* [Written exercise 1]
Could you repeat the passage of the thread on the Binary Ninja extractor from "Nov 29 '24 09:11" up to and including "the real function?"?
* [Written exercise 2]
Do these statements agree with the thread on the Binary Ninja extractor? Answer yes or no for each, quoting the deciding words. (a) In samples analyzed manually, debug builds are estimated at 10-20%. (b) Stack string detection has to be done using MLIL. (c) In larger scale analysis, debug builds come to around 10%.

* [Article]
╭──

This is actually a known issue in https://github.com/Vector35/binaryninja-api/issues/3722. However, adding the extra check in the implementation of the property does not really help much, since it just moved the calculation from in capa to binja's API.

A possible workaround is to relax the restriction here, and just allow things like non-calls to be included in it. The reason is, even if another funciton does not call this function explicitly, having a xref to the start of the function still means they have very close relationship, and even potentially using it as a callback or sth. If we want this, we will need to change the unit test for binja a bit to make it pass again

In get_basic_blocks, I am matching the disassembly basic block with the MLIL basic block. The MLIL basic block is later used for stack string detection. I know this is probably where the worst part of the binja extractor xD. In fact, I can directly know the existence of the stack string at the function level by checking things like builtin_strcpy, etc. It is in fact a detour to match the MLIL bbl with the disassembly bbl, only because capa wants that info at the basic block level.

I am curious if we can change that a bit to be more flexible. I know other backends probably cannot tell this at the function level, but for binja, it is very straightforward

Nov 29 '24 09:11 xusheng6

Also, from your perspective, how often do you see a debug build like this when you analyze malware?

It's not uncommon that we see this for samples we analyze manually - I'd guess 10-20%. However, looking at larger scale analysis (e.g. from last week) it's more around 1% (using the capa debug build match results).

Nov 29 '24 10:11 mr-tz

Also, from your perspective, how often do you see a debug build like this when you analyze malware?

It's not uncommon that we see this for samples we analyze manually - I'd guess 10-20%. However, looking at larger scale analysis (e.g. from last week) it's more around 1% (using the capa debug build match results).

Thx for the valuable info! Also, are there any cases where the stub/thunk function take another form besides the normal one where it is just a jmp to the real function?

Also, I just realized that I can actually directly get the LLIL of a particular instruction at a given address without first retrieving the IL function it belongs to. This means I no longer need to retrieve the IL of any other functions during the analysis of one function. This could bring drastic performance!

Also, the stack string detection does not have to be done using MLIL. Previously, I already had an implementation of it without using the IL (just like what other backend does). This could even make the binja extractor work without accessing the IL of any function, which could make things even faster. For this, I think we can gate it behind a setting.

Nov 29 '24 10:11 xusheng6

did the other changes supersede this PR?

╰──

* [Entries shown]
╭──

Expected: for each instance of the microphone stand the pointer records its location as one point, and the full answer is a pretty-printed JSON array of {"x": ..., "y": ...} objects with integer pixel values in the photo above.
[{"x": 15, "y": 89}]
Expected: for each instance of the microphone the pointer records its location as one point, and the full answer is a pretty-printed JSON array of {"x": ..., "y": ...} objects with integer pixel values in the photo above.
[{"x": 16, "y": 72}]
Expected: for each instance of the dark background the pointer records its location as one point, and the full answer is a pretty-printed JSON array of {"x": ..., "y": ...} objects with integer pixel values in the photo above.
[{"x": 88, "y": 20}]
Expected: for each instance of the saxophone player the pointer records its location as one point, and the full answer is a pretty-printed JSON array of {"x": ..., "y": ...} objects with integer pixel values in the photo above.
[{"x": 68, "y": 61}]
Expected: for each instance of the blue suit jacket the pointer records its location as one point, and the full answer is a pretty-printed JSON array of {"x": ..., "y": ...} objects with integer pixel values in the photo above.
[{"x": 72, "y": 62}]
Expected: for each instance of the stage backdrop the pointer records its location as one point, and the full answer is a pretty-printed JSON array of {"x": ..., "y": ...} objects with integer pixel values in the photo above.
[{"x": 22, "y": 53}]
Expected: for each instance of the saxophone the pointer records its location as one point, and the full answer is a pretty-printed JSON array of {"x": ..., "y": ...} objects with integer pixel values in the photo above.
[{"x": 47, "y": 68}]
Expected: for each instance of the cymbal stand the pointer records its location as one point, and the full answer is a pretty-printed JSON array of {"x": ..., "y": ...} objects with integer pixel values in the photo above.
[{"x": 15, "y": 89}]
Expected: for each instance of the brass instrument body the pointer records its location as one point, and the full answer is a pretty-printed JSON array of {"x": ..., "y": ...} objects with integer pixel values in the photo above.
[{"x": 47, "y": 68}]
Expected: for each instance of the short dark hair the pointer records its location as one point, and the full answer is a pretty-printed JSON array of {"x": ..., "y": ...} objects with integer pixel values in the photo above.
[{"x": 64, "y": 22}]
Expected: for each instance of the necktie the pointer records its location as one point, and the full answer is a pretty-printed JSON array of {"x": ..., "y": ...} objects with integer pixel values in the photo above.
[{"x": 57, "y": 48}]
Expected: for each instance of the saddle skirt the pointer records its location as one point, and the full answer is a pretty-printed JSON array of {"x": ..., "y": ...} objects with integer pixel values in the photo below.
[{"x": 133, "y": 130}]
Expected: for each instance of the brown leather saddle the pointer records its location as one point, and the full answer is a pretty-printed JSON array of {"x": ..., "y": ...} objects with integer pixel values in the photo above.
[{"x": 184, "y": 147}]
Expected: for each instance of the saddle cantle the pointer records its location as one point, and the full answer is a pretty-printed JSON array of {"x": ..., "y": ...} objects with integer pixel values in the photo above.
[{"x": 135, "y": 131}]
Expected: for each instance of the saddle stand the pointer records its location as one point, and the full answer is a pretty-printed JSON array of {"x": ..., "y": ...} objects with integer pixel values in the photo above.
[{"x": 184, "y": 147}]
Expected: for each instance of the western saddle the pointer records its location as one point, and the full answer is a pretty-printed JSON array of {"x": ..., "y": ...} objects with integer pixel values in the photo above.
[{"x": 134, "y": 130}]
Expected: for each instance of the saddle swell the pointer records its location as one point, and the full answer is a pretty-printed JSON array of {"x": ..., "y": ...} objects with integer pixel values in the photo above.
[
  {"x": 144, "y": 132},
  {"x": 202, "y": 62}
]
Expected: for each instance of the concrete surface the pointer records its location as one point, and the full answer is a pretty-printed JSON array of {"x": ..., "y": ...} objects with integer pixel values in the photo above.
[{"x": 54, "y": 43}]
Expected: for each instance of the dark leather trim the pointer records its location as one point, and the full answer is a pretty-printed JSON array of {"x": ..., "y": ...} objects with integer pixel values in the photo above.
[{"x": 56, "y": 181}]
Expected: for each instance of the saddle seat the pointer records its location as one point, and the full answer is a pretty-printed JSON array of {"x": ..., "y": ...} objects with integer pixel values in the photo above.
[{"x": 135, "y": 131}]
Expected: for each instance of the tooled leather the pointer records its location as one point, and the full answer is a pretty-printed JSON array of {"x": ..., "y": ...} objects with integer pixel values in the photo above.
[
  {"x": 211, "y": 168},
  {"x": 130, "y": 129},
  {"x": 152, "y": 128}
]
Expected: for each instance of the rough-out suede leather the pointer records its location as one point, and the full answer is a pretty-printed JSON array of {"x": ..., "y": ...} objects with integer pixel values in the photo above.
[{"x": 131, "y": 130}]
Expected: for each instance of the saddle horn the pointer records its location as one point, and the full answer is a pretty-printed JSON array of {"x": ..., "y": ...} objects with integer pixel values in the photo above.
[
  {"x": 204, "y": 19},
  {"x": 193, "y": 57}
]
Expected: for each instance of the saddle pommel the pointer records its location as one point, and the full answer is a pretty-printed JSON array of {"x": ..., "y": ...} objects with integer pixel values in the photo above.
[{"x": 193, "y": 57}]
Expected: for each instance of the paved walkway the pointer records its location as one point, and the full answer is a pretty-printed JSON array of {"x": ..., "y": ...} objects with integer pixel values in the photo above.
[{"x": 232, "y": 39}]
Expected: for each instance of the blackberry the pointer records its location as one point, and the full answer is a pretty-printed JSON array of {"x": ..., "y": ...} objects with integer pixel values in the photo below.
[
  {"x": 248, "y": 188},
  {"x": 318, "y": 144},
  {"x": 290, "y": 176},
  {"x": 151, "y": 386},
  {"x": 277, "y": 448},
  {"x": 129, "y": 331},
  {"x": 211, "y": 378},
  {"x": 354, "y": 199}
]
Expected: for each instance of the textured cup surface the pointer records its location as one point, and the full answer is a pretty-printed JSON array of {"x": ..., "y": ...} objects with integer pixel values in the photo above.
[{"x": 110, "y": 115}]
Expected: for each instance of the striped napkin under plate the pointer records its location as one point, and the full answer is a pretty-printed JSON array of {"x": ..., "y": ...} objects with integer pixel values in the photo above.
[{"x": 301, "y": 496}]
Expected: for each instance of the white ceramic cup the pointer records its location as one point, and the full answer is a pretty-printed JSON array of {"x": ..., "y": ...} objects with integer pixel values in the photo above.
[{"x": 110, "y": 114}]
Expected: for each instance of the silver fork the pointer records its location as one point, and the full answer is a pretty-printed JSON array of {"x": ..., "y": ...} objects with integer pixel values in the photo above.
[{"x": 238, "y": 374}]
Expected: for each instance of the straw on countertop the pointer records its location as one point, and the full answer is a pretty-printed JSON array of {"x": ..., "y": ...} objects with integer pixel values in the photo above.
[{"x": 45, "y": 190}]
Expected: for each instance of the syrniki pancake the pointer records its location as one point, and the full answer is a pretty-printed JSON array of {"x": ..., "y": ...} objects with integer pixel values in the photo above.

╰──

* [Written reply 1]
Nov 29 '24 09:11 xusheng6

Also, from your perspective, how often do you see a debug build like this when you analyze malware?

It's not uncommon that we see this for samples we analyze manually - I'd guess 10-20%. However, looking at larger scale analysis (e.g. from last week) it's more around 1% (using the capa debug build match results).

Nov 29 '24 10:11 mr-tz

Also, from your perspective, how often do you see a debug build like this when you analyze malware?

It's not uncommon that we see this for samples we analyze manually - I'd guess 10-20%. However, looking at larger scale analysis (e.g. from last week) it's more around 1% (using the capa debug build match results).

Thx for the valuable info! Also, are there any cases where the stub/thunk function take another form besides the normal one where it is just a jmp to the real function?

* [Written reply 2]
(a) Yes: "It's not uncommon that we see this for samples we analyze manually - I'd guess 10-20%."
(b) No: "the stack string detection does not have to be done using MLIL."
(c) No: "looking at larger scale analysis (e.g. from last week) it's more around 1%"